- WHAT IS BEING ASKED
Copy out every line of the material below, character for character, apart from the pictures.

- SOURCE MATERIAL

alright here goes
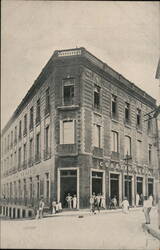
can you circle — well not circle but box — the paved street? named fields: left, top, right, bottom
left=1, top=208, right=159, bottom=249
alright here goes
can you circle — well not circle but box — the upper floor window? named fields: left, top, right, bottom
left=23, top=114, right=27, bottom=135
left=30, top=107, right=34, bottom=130
left=35, top=133, right=41, bottom=163
left=63, top=79, right=74, bottom=106
left=93, top=124, right=101, bottom=148
left=137, top=140, right=142, bottom=163
left=147, top=118, right=152, bottom=133
left=94, top=85, right=100, bottom=110
left=125, top=102, right=130, bottom=123
left=19, top=120, right=22, bottom=139
left=45, top=173, right=50, bottom=200
left=112, top=94, right=118, bottom=119
left=11, top=131, right=13, bottom=148
left=45, top=126, right=50, bottom=151
left=124, top=136, right=131, bottom=157
left=14, top=126, right=17, bottom=144
left=111, top=131, right=118, bottom=152
left=148, top=144, right=152, bottom=164
left=7, top=134, right=10, bottom=151
left=60, top=120, right=75, bottom=144
left=136, top=108, right=142, bottom=128
left=23, top=143, right=27, bottom=163
left=45, top=88, right=50, bottom=115
left=18, top=147, right=21, bottom=168
left=36, top=99, right=41, bottom=123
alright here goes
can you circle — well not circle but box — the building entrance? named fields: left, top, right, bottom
left=92, top=171, right=103, bottom=195
left=137, top=177, right=143, bottom=195
left=148, top=178, right=154, bottom=196
left=124, top=175, right=132, bottom=205
left=110, top=173, right=119, bottom=205
left=60, top=170, right=77, bottom=208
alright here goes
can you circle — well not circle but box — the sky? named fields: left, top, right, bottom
left=1, top=1, right=160, bottom=129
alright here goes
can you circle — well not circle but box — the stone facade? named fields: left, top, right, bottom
left=1, top=47, right=159, bottom=217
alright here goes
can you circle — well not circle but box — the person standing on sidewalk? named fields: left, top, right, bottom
left=121, top=197, right=129, bottom=213
left=143, top=196, right=152, bottom=224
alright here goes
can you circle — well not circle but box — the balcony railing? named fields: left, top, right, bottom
left=36, top=116, right=41, bottom=125
left=57, top=144, right=77, bottom=155
left=28, top=157, right=34, bottom=167
left=22, top=160, right=27, bottom=170
left=44, top=148, right=51, bottom=160
left=35, top=153, right=41, bottom=164
left=45, top=105, right=50, bottom=116
left=23, top=128, right=27, bottom=136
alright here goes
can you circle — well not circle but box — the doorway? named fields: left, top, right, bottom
left=110, top=173, right=119, bottom=206
left=124, top=175, right=132, bottom=205
left=137, top=177, right=143, bottom=195
left=92, top=171, right=103, bottom=195
left=148, top=178, right=154, bottom=196
left=60, top=169, right=77, bottom=208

- EXERCISE RESPONSE
alright here goes
can you circle — well not circle but box — the paved street? named fields: left, top, right, bottom
left=1, top=208, right=159, bottom=249
alright here goes
can you circle — well not circle but box — the upper floor window? named fields: left, top, right, bottom
left=23, top=114, right=27, bottom=135
left=30, top=107, right=34, bottom=130
left=35, top=133, right=41, bottom=163
left=63, top=79, right=74, bottom=106
left=93, top=124, right=101, bottom=148
left=137, top=140, right=142, bottom=163
left=147, top=118, right=152, bottom=133
left=94, top=85, right=100, bottom=110
left=125, top=102, right=130, bottom=123
left=19, top=120, right=22, bottom=139
left=45, top=173, right=50, bottom=200
left=112, top=94, right=118, bottom=119
left=11, top=131, right=13, bottom=148
left=45, top=126, right=50, bottom=151
left=124, top=136, right=131, bottom=157
left=14, top=126, right=17, bottom=144
left=111, top=131, right=118, bottom=152
left=148, top=144, right=152, bottom=164
left=7, top=134, right=10, bottom=151
left=60, top=120, right=75, bottom=144
left=136, top=108, right=142, bottom=128
left=23, top=143, right=27, bottom=163
left=45, top=88, right=50, bottom=115
left=18, top=147, right=21, bottom=168
left=36, top=99, right=41, bottom=123
alright here goes
can you circle — well not circle but box — the building entrance? named fields: left, top, right, bottom
left=92, top=171, right=103, bottom=195
left=137, top=177, right=143, bottom=195
left=148, top=178, right=154, bottom=196
left=124, top=175, right=132, bottom=205
left=110, top=173, right=119, bottom=205
left=60, top=170, right=77, bottom=208
alright here goes
can you circle — well not circle but box — the sky? named fields: left, top, right, bottom
left=1, top=1, right=160, bottom=129
alright here goes
can you circle — well not circle but box — the stone facade? named fields: left, top, right, bottom
left=1, top=47, right=159, bottom=217
alright here goes
can you circle — well not circle but box — the person standing on sidewalk? named fields: left, top, right, bottom
left=121, top=197, right=129, bottom=213
left=143, top=196, right=152, bottom=224
alright here goes
can you circle — well not circle but box — the balcony railing? named fields: left, top, right, bottom
left=36, top=116, right=41, bottom=125
left=57, top=144, right=77, bottom=155
left=28, top=157, right=34, bottom=167
left=22, top=160, right=27, bottom=170
left=44, top=148, right=51, bottom=160
left=35, top=153, right=41, bottom=164
left=45, top=105, right=50, bottom=116
left=23, top=128, right=27, bottom=136
alright here goes
can you circle — well not circle but box — the doorway? named fields: left, top, right, bottom
left=110, top=173, right=119, bottom=206
left=124, top=175, right=132, bottom=205
left=137, top=177, right=143, bottom=195
left=92, top=171, right=103, bottom=195
left=148, top=178, right=154, bottom=196
left=60, top=169, right=77, bottom=208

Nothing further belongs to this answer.